* _What is needed_
Repeat verbatim the lines of the data below, beginning with the line containing "Place one pin on each instance of the sun, positioned" and continuing to the end.

Point labeling examples
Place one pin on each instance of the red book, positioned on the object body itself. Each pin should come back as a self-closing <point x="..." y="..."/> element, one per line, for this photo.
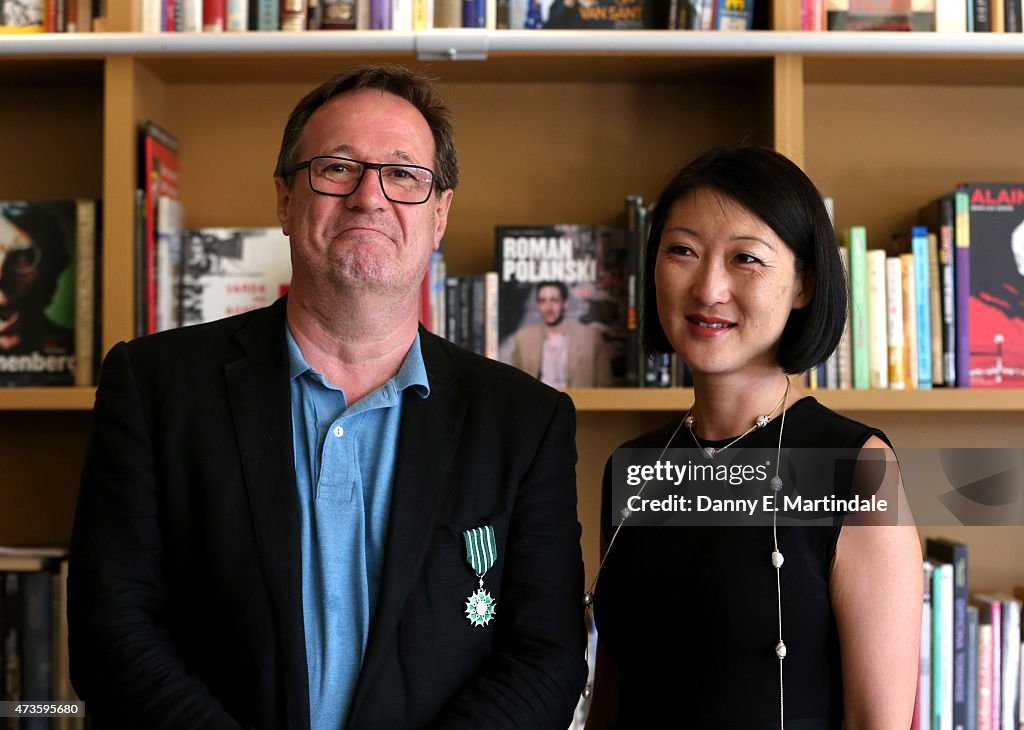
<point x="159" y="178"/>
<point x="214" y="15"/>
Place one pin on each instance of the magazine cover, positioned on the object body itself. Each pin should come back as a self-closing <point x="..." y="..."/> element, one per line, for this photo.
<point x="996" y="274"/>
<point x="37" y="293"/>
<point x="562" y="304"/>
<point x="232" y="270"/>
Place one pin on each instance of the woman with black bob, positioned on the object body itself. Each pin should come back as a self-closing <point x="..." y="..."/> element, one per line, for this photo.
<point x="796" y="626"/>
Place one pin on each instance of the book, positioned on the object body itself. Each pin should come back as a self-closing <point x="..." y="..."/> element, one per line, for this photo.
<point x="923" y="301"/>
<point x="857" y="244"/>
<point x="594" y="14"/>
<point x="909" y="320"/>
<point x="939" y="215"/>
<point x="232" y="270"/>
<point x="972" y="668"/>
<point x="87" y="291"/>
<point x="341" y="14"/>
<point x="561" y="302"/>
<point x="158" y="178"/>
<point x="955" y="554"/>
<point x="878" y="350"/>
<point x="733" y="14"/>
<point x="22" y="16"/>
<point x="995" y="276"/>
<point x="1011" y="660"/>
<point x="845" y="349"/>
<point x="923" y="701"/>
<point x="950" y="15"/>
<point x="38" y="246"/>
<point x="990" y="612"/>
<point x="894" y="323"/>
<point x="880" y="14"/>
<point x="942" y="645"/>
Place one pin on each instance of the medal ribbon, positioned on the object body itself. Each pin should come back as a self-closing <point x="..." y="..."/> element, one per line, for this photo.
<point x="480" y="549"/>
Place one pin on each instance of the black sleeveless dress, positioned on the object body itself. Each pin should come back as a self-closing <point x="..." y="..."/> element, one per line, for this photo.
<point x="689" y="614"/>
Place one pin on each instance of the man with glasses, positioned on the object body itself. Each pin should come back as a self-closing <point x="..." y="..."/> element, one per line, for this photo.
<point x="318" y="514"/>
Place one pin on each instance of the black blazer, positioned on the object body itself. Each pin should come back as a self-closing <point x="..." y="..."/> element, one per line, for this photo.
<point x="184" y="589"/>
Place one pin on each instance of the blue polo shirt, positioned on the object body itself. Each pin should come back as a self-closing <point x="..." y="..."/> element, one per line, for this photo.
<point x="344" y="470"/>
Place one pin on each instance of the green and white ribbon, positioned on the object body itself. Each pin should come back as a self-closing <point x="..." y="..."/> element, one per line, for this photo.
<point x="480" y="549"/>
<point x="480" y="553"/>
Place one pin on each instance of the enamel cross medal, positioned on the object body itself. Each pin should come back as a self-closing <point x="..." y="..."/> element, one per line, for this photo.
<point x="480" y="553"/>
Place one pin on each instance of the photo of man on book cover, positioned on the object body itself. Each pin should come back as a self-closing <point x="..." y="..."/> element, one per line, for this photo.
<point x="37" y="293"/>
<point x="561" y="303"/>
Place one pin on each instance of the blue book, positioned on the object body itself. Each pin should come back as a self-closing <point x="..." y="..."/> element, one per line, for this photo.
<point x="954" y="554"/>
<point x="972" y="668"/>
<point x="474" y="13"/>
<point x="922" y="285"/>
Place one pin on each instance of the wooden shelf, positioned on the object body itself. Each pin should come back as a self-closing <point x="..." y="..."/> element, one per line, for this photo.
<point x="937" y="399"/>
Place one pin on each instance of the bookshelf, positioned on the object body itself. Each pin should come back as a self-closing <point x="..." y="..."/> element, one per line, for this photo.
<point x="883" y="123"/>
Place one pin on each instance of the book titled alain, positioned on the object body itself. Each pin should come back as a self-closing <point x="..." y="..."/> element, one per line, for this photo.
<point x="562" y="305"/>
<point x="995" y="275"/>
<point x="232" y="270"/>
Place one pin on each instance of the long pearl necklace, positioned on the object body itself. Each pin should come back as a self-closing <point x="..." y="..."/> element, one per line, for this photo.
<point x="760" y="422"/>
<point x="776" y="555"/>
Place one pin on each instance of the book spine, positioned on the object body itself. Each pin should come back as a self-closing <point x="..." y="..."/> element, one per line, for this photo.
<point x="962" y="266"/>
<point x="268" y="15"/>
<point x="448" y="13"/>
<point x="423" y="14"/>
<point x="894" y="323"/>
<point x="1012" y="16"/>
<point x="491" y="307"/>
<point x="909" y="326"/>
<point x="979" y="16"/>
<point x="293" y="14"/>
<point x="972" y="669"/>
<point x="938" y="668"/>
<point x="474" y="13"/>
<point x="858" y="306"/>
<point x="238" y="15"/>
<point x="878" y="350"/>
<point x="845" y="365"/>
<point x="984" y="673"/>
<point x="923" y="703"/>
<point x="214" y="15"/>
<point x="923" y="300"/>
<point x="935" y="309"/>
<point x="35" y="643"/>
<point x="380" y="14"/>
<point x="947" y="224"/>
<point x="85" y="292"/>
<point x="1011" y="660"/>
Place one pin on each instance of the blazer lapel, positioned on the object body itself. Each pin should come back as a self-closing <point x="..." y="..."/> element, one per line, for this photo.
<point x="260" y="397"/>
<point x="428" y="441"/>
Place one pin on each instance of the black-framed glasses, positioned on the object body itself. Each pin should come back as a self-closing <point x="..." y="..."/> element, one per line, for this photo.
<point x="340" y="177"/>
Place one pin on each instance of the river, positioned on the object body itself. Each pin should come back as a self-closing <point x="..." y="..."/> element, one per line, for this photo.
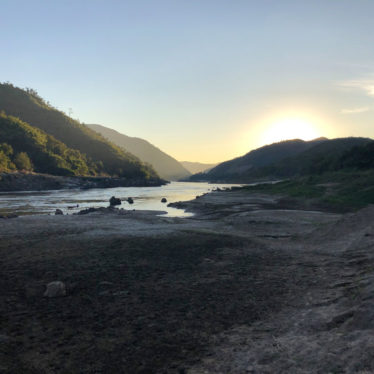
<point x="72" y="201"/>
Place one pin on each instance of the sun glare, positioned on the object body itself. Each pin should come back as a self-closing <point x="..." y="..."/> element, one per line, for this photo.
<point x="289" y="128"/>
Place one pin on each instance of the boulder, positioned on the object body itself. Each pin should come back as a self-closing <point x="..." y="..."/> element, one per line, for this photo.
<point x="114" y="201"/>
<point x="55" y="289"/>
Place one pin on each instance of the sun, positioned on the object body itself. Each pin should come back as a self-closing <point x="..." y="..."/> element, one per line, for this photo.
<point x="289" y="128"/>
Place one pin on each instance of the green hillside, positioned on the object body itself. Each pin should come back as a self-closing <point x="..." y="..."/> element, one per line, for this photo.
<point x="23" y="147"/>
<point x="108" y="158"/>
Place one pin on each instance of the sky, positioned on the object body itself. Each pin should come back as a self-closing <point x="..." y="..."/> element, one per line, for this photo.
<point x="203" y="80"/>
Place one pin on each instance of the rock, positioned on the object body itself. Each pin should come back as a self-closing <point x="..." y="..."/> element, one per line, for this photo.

* _Written answer_
Place one pin on each instance of the sun, positioned on the object body itself. Each pin should come back as a self-closing <point x="..." y="..."/> element, one per line, for this photo.
<point x="289" y="128"/>
Place one pin on each instance of the green hillside, positioned on the object body itself. Each pin should come back as a self-closing <point x="..." y="..."/> element, one per line, for this photo.
<point x="23" y="147"/>
<point x="108" y="158"/>
Place one pin on each instance of the sky, positioned on the object body itself. Each pin should come back as a self-closing <point x="..." y="..."/> element, one per line, for this photo.
<point x="203" y="80"/>
Place one pin on each instance of the rock, positioned on the object body itself. Each pin should come back as a self-closing <point x="..." y="..."/> element, one per line, for this photo.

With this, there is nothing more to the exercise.